God is not creating light, God is revealing the light of the world that has always been…not the light of the sun (s-u-n) but the light of the Son (s-o-n), the second person of the Trinity. The Son, who is the Word of God, is present with God from the very beginning in God’s speaking. The God of creation is a God of words…of the spoken word and also of the Word made flesh, i.e., Jesus.
And finally there is the Holy Spirit. In verse 2 we’re told that “a wind from God swept over the face of the waters.” The Hebrew word for wind, also sometimes translated as “breath,” also means “spirit.” Thus the Spirit of God is present with the Creator and the Son before the dawn of creation.
These three persons of the Trinity are present together from the very beginning, existing in an eternal relationship of mutual, self-giving love. God creates, the Son speaks, the Spirit breathes. It is a relationship of equals, not a hierarchy. The Trinity is not a corporate ladder with a CEO at the top directing two senior vice-presidents. It is one being but three persons, each of whom exists for the sake of the other. One in being, one in thought, one in will. And that being, that thought, and that will is grounded in and governed by love. God creates in love; the Son speaks in love; the Spirit moves in love. Love is the order of the day.
All things were designed to follow that order. That is why at each day of creation God looks upon what God has created and sees that it is good. The sky is good; the land is good, the water is good; the sun, moon, stars, and planets are good; the trees and all vegetation are good; fish, birds and animals of all kinds are good (even mosquitos?). And finally human beings are good. From the crown of our heads to the soles of our feet we are good. We are good because we are created in the image of a loving God, a God who loves us unto death—not our death but the death of God’s beloved Son whom God sends in love to rescue us from our brokenness.

Problem statement ▸
Pick up the passage above on creation and the Trinity and continue it from the point where it stops.

(Region annotation listing)
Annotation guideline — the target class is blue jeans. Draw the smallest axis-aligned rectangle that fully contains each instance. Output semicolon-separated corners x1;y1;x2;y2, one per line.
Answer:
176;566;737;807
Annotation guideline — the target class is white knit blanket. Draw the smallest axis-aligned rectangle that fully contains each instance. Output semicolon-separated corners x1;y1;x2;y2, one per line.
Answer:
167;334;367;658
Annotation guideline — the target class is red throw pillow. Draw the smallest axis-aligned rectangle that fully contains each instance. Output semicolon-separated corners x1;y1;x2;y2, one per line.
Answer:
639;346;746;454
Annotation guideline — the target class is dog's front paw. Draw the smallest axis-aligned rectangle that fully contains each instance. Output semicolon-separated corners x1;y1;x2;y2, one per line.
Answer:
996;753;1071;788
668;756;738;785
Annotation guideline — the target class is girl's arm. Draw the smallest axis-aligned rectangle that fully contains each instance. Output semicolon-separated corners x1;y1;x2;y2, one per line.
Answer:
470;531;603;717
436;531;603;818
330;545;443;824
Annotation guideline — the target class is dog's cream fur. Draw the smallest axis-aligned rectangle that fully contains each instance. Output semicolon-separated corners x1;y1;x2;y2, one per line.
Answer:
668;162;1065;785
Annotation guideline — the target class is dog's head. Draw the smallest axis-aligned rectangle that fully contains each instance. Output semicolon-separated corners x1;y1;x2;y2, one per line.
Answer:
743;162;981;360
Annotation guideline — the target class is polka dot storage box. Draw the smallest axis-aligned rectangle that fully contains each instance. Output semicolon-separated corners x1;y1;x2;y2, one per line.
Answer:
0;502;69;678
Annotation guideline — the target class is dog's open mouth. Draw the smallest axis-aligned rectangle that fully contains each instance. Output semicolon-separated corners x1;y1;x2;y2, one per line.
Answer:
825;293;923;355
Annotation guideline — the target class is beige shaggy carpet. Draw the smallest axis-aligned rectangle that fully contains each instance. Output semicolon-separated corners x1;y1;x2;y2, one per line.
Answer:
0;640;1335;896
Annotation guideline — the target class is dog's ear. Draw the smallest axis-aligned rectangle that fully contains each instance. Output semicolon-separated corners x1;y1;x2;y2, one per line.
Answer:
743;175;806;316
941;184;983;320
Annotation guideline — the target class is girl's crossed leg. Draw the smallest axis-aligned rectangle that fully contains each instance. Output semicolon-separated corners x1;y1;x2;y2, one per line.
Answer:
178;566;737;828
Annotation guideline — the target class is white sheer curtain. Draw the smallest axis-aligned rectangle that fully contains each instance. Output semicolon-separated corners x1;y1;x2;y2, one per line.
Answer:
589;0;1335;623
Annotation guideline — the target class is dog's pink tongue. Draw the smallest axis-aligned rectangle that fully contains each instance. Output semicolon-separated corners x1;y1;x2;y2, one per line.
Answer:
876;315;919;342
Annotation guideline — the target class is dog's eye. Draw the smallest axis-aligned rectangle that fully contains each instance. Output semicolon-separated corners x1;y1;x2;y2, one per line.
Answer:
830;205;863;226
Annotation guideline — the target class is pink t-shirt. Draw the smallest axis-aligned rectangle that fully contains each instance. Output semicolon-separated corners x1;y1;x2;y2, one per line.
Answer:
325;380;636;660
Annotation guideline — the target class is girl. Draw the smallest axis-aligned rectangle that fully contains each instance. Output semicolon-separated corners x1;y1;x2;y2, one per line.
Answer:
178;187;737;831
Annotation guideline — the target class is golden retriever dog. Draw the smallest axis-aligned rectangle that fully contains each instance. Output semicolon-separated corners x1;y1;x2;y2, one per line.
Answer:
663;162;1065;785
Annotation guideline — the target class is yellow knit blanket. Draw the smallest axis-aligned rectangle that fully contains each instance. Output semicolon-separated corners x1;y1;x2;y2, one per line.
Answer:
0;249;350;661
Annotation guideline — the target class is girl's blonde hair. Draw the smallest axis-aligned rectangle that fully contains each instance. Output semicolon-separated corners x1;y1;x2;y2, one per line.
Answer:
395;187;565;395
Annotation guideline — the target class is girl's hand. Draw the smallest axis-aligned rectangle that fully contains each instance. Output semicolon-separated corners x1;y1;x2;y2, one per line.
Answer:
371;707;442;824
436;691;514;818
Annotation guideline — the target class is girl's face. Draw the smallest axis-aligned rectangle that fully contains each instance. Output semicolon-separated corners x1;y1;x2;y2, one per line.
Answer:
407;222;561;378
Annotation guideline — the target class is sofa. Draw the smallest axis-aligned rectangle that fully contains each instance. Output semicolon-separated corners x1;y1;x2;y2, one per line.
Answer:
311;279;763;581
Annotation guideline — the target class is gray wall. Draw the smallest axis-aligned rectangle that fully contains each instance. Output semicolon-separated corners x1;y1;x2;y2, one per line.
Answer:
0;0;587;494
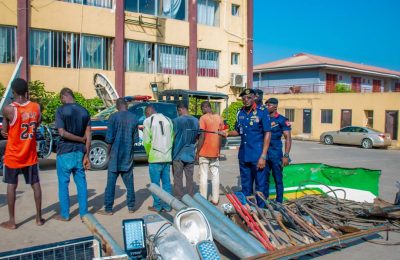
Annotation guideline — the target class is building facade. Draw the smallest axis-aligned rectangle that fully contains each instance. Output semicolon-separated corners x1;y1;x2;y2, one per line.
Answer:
253;53;400;94
253;54;400;146
0;0;253;99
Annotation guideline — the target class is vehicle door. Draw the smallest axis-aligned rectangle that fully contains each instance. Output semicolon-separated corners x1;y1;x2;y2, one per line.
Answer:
129;103;148;153
335;126;353;144
348;127;367;145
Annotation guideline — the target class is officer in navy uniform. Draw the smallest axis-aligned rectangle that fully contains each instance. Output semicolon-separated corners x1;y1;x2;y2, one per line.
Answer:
265;98;292;202
228;89;271;207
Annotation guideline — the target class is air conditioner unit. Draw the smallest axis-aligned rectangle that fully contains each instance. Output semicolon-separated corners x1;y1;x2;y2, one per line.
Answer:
231;73;247;88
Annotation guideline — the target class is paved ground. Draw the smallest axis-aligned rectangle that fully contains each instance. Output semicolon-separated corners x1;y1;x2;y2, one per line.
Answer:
0;141;400;259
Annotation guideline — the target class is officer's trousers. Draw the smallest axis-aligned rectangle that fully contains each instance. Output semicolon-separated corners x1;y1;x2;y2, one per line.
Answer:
239;160;269;208
266;158;283;203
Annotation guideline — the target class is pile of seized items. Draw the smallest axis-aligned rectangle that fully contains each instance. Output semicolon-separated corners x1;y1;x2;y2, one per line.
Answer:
126;184;400;259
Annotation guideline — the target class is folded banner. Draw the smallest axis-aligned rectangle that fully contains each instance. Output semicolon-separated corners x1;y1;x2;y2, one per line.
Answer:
270;163;381;203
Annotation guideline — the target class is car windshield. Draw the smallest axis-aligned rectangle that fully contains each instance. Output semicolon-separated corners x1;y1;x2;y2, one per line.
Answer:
365;127;381;133
92;105;117;120
92;103;138;120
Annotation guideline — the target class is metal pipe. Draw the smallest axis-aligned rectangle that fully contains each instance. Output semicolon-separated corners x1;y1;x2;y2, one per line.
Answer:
182;194;259;258
193;193;266;254
147;183;186;211
82;213;126;256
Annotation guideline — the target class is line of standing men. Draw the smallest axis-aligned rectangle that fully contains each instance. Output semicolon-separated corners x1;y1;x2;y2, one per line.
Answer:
228;89;291;207
0;79;291;229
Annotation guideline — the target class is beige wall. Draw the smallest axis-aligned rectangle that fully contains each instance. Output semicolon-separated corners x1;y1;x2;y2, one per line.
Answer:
0;0;17;26
268;92;400;145
0;0;247;102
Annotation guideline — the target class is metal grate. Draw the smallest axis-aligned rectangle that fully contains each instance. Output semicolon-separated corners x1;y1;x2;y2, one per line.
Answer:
197;240;221;260
0;236;101;260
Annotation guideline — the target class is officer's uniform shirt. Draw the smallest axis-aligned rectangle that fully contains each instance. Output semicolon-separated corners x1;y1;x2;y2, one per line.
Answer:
268;113;291;159
235;103;271;162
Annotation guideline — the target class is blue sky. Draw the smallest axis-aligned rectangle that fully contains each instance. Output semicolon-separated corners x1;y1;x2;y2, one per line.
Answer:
254;0;400;71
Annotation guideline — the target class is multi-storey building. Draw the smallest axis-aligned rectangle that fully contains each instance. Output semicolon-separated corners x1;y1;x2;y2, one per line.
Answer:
0;0;253;102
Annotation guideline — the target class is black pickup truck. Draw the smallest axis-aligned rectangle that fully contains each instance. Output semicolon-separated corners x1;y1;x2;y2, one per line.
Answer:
89;96;178;170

Task output ▸
Because when we rebel against the rule of love that God has ordained for all things, chaos ensues. Grudges are held. Scores are kept. Relationships fail. Families divide. Foreigners are scapegoated. The poor are pitied. Prisoners are forgotten. And we are held captive by our fears, by our anxieties, by our most self-seeking impulses. Entropy. Disorder. Chaos.
Against such forces of chaos, whether they come within or from without, we can do but one thing. “To clasp the hands in prayer is the beginning of an uprising against the disorder of the world.” So said the 20th century Swiss theologian Karl Barth. Let me say that again. “To clasp the hands in prayer is the beginning of an uprising against the disorder of the world.”
Man! That makes prayer sound exciting, doesn't it? Participating in an uprising?! Are Christians allowed to do that? Not only are we allowed to, the Jesus calls us to do just that. Every time we pray in the Lord’s Prayer, “Thy kingdom come, thy will be done on earth as it is in heaven,” we join Jesus in praying for the reordering of the world in line with God’s good plan.